# START OF Supplied passage
Open bitsofbits opened 7 years ago
Question: Do we want to publish all mmsi, or just the ones that make it to our fishing lists? I think we only want the ones that make it to our fishing lists. In that case, let's start by only including ACTIVE_POINTS
. For the next iteration, we can add many other things:
So, let's keep in mind that we want this, but not include it yet. Sound good?
@davidkroodsma, Actually I think we wanted to publish all MMSI with ACTIVE_POINTS and FISHING_POINTS or some-such. Then someone else could come along and make there own list of likely fishing vessels with a different cutoff. At least that was my takeaway from @pwoods25443 comments this morning.
@bitsofbits All MMSI is a problem because there are >10^6 mmsi, with most of them as noise. We need some minimum cutoff of what is a real boat. I use 100 points in the year, but have some ideas about smarter ways to do it.
The point, though, is that it is a bit trickier to just list all mmsi.
@davidkroodsma: OK, what about some loose cutoff (say 100 points a year or whatever smarter approach you have in mind), but list all the boats above that cutoff. Does that get us a more reasonable set of vessels?
@bitsofbits 100 is usually what I use, but we could probably get away with 50 if we wanted to: https://github.com/GlobalFishingWatch/data-dev/blob/master/david/noise/2016-11-15-noise.md
@pwoods25443 suggests that rather than storing just the active vessels (for instance), we store the parameters we use to decide activeness for a year (number of AIS points, etc) in a CSV file and then derive the active lists from this raw data. This way other people can compute their own activity statistics.
Perhaps we can create one file for all of the derived data for the year and derive spoofing, active, l likely fishing from that? We could at least get active and likely fishing, from ACTIVE_POINTS and FISHING_POINTS. Spoofing may be more complicated.
David had thoughts? @davidkroodsma ?
# END OF Supplied passage
# START OF Dataset content
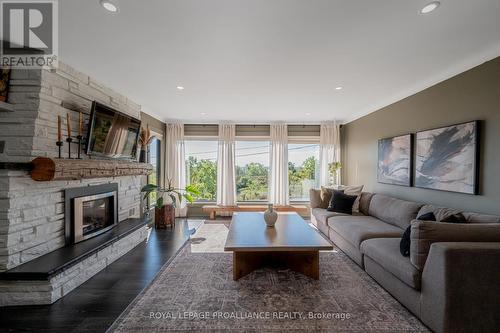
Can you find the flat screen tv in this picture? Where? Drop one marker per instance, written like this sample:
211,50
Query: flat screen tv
112,134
# END OF Dataset content
Set exercise >> From the thread on publishing MMSI lists, write out word for word everything between "The point, though, is" and "own activity statistics.", inclusive.

Result for this task >>
The point, though, is that it is a bit trickier to just list all mmsi.
@davidkroodsma: OK, what about some loose cutoff (say 100 points a year or whatever smarter approach you have in mind), but list all the boats above that cutoff. Does that get us a more reasonable set of vessels?
@bitsofbits 100 is usually what I use, but we could probably get away with 50 if we wanted to: https://github.com/GlobalFishingWatch/data-dev/blob/master/david/noise/2016-11-15-noise.md
@pwoods25443 suggests that rather than storing just the active vessels (for instance), we store the parameters we use to decide activeness for a year (number of AIS points, etc) in a CSV file and then derive the active lists from this raw data. This way other people can compute their own activity statistics.